-- BEGIN --

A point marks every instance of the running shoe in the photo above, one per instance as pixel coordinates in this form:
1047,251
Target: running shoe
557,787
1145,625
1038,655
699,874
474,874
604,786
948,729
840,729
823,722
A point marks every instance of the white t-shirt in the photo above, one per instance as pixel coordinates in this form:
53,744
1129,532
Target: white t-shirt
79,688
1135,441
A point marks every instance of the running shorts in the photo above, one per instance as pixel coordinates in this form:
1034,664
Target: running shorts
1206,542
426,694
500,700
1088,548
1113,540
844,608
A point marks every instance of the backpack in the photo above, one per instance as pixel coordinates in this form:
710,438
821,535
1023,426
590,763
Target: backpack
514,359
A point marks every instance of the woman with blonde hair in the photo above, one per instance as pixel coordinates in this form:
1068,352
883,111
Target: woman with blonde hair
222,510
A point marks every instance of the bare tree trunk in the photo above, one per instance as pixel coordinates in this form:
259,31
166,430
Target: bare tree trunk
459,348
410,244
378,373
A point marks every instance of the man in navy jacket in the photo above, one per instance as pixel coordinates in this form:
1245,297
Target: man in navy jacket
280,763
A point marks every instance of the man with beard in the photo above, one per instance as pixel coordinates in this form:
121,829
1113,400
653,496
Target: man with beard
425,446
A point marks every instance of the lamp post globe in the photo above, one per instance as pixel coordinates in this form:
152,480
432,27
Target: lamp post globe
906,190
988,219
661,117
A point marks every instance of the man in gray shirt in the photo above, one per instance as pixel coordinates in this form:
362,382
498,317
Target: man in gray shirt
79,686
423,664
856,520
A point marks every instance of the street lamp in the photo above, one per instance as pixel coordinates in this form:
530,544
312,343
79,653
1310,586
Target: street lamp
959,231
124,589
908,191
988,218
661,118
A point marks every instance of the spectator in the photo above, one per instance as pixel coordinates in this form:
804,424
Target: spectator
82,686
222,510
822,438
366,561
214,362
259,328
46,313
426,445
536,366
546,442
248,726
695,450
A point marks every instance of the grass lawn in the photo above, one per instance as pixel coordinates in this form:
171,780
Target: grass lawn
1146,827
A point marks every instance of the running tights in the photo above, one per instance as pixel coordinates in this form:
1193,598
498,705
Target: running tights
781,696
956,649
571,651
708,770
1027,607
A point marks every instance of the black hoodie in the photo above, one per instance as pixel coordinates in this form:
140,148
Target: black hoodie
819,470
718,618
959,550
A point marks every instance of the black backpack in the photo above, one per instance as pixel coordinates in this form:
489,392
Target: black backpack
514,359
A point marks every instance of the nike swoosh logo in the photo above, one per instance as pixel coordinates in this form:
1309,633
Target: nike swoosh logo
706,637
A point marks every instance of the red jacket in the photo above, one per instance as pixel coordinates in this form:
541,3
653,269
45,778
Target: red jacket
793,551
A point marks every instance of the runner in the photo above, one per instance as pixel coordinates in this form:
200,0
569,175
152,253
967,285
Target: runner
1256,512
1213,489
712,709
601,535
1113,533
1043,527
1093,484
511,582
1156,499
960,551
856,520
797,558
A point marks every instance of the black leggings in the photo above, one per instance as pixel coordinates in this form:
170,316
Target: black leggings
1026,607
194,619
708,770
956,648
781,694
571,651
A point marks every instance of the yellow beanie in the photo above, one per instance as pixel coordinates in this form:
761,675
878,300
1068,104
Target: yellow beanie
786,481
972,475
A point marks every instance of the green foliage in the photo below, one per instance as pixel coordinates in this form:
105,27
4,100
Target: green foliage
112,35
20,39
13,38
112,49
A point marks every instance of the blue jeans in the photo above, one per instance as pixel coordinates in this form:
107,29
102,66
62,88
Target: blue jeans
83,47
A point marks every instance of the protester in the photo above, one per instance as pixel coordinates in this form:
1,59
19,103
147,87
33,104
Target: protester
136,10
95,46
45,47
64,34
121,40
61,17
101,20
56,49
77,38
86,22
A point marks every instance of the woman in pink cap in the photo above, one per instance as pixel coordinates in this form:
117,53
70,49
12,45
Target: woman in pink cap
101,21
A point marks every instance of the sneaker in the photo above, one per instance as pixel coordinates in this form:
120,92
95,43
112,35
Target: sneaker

-- END --

Restate each entry exactly, skipping none.

A point marks every instance of the running shoe in the photo above, one per instance as pixel coordinates in this form:
1047,251
Target: running shoe
557,787
1145,625
1038,655
699,874
474,874
604,786
948,729
840,729
823,722
A point marks every instance of the white t-shirt in the photo above, one per instance as pixel coordinates in this form:
53,744
1129,532
Target: white t-shirt
79,688
1135,441
A point marks every instance of the running shorts in the photo above, one per instance as pixel coordinates in this form:
1034,664
Target: running shorts
1206,542
426,694
500,700
1088,548
1113,540
844,608
A point marks every instance of the backpack in the photo above, one per instance as pixel coordinates in this form:
710,438
821,535
1023,426
590,763
Target: backpack
514,359
A point marks every instance of the woman with blonde hair in the photo above, one per instance as pixel coordinates in this form:
1068,352
883,111
Target: woman with blonde hair
222,510
A point marks every instance of the bare tree trunk in the photo above, one per instance as pixel coordinates in this form:
259,31
166,430
Target: bare tree trunk
459,348
410,244
378,373
A point marks every instance of the man in navy jacket in the photo above, one per instance as pixel coordinates in this form:
1245,297
Target: man in navy jacket
280,763
A point marks every instance of the man with beard in the photo above, one per instance as pixel coordinates in this form:
121,829
1113,400
653,496
Target: man with beard
425,446
A point marks every instance of the lamp post globe in the photo above, one per instance as pixel coordinates in this form:
152,480
432,27
Target: lamp post globe
906,190
988,219
661,117
A point marks every instance of the man in gray shirt in the photo above, one per instance as pixel coordinates in this form:
362,382
498,317
Target: man in gray shirt
79,686
423,664
856,520
A point marks every instance of the street lamp in the photo above, one per instance as pixel coordinates in this form:
530,544
312,343
79,653
1310,586
Target: street lamp
959,231
124,589
908,191
988,218
661,118
A point marks every instance of the spectator in the photo above, one per instance as pixel coordinates in this form:
804,424
Target: spectator
82,686
222,510
822,438
366,561
214,362
259,328
46,313
426,445
536,366
546,442
248,726
695,450
A point marks every instance of the grass lawn in the photo above, one per instance as pixel coordinates in this form:
171,780
Target: grass lawn
1146,827
A point marks every instance of the running tights in the photo above, one per instance as pixel coordinates in this form:
1193,598
498,705
Target: running tights
781,696
956,649
571,651
708,770
1027,607
A point marks every instance of the black hoodie in the photo above, one per instance as pixel coordinates in this form:
140,148
Target: black hoodie
819,470
718,618
959,550
A point marks every instance of the black backpack in the photo above, one per instance as pixel coordinates in this form:
489,392
Target: black backpack
514,359
A point marks every instance of the nike swoosh logo in the photo above, one per instance as pixel coordinates in this form:
1309,633
Target: nike swoosh logo
706,637
A point marks every instance of the red jacket in the photo above, one per instance as pixel coordinates in this form:
541,3
653,269
45,778
Target: red jacket
793,551
A point marks every instance of the runner in the photo above, one per instance as pixel coordinates in this form:
200,0
569,175
152,253
967,285
Target: runner
1256,512
1213,489
712,709
601,535
1113,533
1043,527
1093,484
511,582
1156,499
960,551
856,520
797,558
A point marks every instance of the black leggings in the photo above, one per instance as pixel coordinates in this form:
170,316
Target: black leggings
1026,607
194,619
708,770
956,648
781,694
571,651
A point marks every instance of the yellow beanie in the photo above, one per instance as pixel coordinates in this form:
761,675
878,300
1068,104
Target: yellow beanie
786,481
972,475
A point marks every instance of the green foliage in the photo below, one per instance as pixel coordinates in this form:
105,27
4,100
Target: green foliage
112,35
20,39
13,38
112,49
A point marks every instance of the blue jeans in the photo above, one per instance as pixel coordinates in this form:
107,29
102,66
62,88
Target: blue jeans
83,47
A point marks every instance of the protester in the photo above, one per instance as pixel coordinates in this form:
1,59
19,103
147,87
33,104
Target: protester
136,10
95,46
45,47
64,34
121,40
61,17
101,20
56,49
77,38
86,22
A point marks every instance of the woman in pink cap in the photo above, one per instance as pixel coordinates in this form:
117,53
70,49
12,45
Target: woman in pink cap
101,21
A point marks every instance of the sneaker in the photo above, one per instance as pixel coordinates in this form:
120,92
95,43
112,35
Target: sneaker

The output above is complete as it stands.